__Task description__: Write out, word for word, the stretch from "When you get" through "something about yourself." in the blog post below about reaching a hundred posts.

This is my 100th blog post. 🎉
To some, that seems like a huge number. To others, it seems like I’m just getting started. To me, it sounds like I’ve put way more time and effort into blogging than I originally thought I would.
My first blog post was published on April 24, 2019 and was titled 8 Steps to Facilitating a Captivating Retrospective. I wrote it because I thought I was onto something with a way I had come up with to run retrospectives.
Fast forward three years and now I write a weekly blog and newsletter that is heavily focused on all things serverless.
My writing went through very different phases. I used to include funny images at each section header. But I wrote a guest blog and got feedback that it distracted from the content. So I took that to heart and started pouring my effort into the content.
I wandered around topics aimlessly for a while. Jumping back and forth between various developer skills, leadership, and sharing side projects. There was absolutely nothing wrong with this, but my writing lacked focus.
Then I finally found my passion: serverless. I had been working with serverless the entire time I was writing, but hadn’t honed in and given it a real deep dive. After writing a few detailed articles around it, I knew I found my niche.
The journey is not at all what I thought it would be. And yours won’t be the same as mine. But there will be consistencies that will help you grow as a developer, just like it did for me.
If you want to become a well-rounded developer, blogging is an incredible way to do so. It opens doors both internally and externally that you never would see otherwise. It matures you as a researcher. It helps you find your voice.
Each one of these benefits alone could be considered career changers. But when you put them all together, you’re in for a life changing experience (sounds dramatic, I know, but stick with me).
I always cross-post my articles on multiple sites to reach my entire target audience. There are a couple different communities that spread out over the internet that I can’t reach from just posting on my personal blog.
Your audience does not live on a single platform.
For me, the serverless community thrives on Twitter, dev.to, and the AWS Community Builder’s slack channel. These are all external network sources. I’ve met some incredible people and have been given opportunities to give talks, come on podcasts, and write guest blog posts because of it.
Internally, my peers primarily use LinkedIn. So I post my content there to share what I’m doing with my coworkers. This has led to internal presentations and a significant amount of consulting across the various divisions in my company. I’ve been approached by many directors and VPs because they’ve seen my work and trust that I truly understand my domain.
Without blogging and cross-posting my content based on the audience I’m trying to reach, none of this would have been possible. I would have flown under the radar of many of my new friends and not have gotten the amazing opportunities that have come my way the past few years.
This phrase seemed like nonsense to me when I first got into writing. What does “find your voice” even mean?
It might not seem like it at first, but you have a very unique writing style. One that is very personal to you. And it takes practice to exercise that style and figure out your natural voice when it comes to blogging.
Somebody posted on Twitter the other day:
On average, how long does it take you to write a technical blog post?— Adrian Smijulj (@adrians5j) July 9, 2022
Which is a great question. The average consensus was around 10 hours for a post. Finding your voice helps to decrease your writing time. Words flow easier. Organization becomes second nature. Your thoughts just flow straight from your head to your fingers.
When you get started blogging it might take more time than this, it might take less. Regardless, as you practice and find your voice, it will get faster.
Finding your voice is also about establishing your beliefs and values. Getting opinions on things you might not have had opinions on before. How do you treat topic X? What about topic Y?
As you write more and more, you will see your personality emerge in your articles. What makes you distinctly you will be reflected in your posts. You might even learn a little something about yourself.

__Data extract__:
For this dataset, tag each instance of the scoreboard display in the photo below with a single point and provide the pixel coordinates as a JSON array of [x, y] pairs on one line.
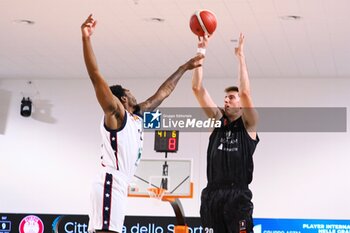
[[166, 140]]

__Exercise solution__:
When you get started blogging it might take more time than this, it might take less. Regardless, as you practice and find your voice, it will get faster.
Finding your voice is also about establishing your beliefs and values. Getting opinions on things you might not have had opinions on before. How do you treat topic X? What about topic Y?
As you write more and more, you will see your personality emerge in your articles. What makes you distinctly you will be reflected in your posts. You might even learn a little something about yourself.